* Dataset
....
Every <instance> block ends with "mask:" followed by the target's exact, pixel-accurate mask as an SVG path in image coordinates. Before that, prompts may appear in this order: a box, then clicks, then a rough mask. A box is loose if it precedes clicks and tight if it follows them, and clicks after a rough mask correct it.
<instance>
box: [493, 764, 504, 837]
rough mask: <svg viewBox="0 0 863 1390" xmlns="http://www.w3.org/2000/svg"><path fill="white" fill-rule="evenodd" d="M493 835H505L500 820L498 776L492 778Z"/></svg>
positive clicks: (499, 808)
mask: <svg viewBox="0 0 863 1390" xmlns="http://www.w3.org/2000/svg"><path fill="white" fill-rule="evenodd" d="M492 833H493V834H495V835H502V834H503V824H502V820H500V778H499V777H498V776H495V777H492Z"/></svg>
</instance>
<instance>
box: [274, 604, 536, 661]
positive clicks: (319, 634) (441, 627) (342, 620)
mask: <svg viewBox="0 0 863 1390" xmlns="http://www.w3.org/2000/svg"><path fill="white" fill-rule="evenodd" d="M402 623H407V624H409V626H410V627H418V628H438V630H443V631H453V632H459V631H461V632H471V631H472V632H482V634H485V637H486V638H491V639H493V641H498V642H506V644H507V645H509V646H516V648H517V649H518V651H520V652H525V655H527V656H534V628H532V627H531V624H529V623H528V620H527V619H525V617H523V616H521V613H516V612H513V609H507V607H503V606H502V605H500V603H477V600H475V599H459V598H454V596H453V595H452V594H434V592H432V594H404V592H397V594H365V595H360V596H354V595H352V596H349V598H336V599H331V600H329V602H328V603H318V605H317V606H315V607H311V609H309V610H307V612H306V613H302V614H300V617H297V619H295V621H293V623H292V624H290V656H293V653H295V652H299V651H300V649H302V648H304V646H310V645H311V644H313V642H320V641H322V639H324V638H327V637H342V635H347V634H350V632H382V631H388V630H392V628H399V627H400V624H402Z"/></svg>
....
* Your instructions
Please repeat the material exactly as it appears above.

* Task result
Every <instance> block ends with "mask:" followed by the target's exact, pixel-accurate mask as an SVG path in image coordinates. Before that, prompts may appear in this order: a box, then clicks, then a rough mask. A box is loose if it precedes clicks and tight if it follows them, and clicks after a rough mask correct it.
<instance>
box: [493, 764, 504, 837]
rough mask: <svg viewBox="0 0 863 1390" xmlns="http://www.w3.org/2000/svg"><path fill="white" fill-rule="evenodd" d="M493 835H505L500 820L498 776L492 778Z"/></svg>
positive clicks: (499, 808)
mask: <svg viewBox="0 0 863 1390" xmlns="http://www.w3.org/2000/svg"><path fill="white" fill-rule="evenodd" d="M492 833H493V834H495V835H502V834H503V824H502V820H500V778H499V777H498V776H495V777H492Z"/></svg>
</instance>
<instance>
box: [274, 604, 536, 661]
positive clicks: (319, 634) (441, 627) (342, 620)
mask: <svg viewBox="0 0 863 1390" xmlns="http://www.w3.org/2000/svg"><path fill="white" fill-rule="evenodd" d="M402 623H407V624H409V626H410V627H418V628H438V630H443V631H453V632H459V631H461V632H471V631H472V632H482V634H485V637H486V638H491V639H493V641H498V642H506V644H507V645H509V646H516V648H517V649H518V651H520V652H525V655H527V656H534V628H532V627H531V624H529V623H528V620H527V619H525V617H523V616H521V613H516V612H513V609H507V607H503V606H502V605H500V603H477V600H475V599H459V598H454V596H453V595H452V594H434V592H432V594H404V592H397V594H365V595H360V596H354V595H352V596H349V598H336V599H331V600H329V602H328V603H318V605H317V606H315V607H311V609H309V610H307V612H306V613H302V614H300V617H297V619H295V621H293V623H292V624H290V656H293V653H295V652H299V651H300V649H302V648H304V646H310V645H311V644H313V642H320V641H322V639H324V638H327V637H342V635H347V634H350V632H382V631H388V630H392V628H399V627H400V624H402Z"/></svg>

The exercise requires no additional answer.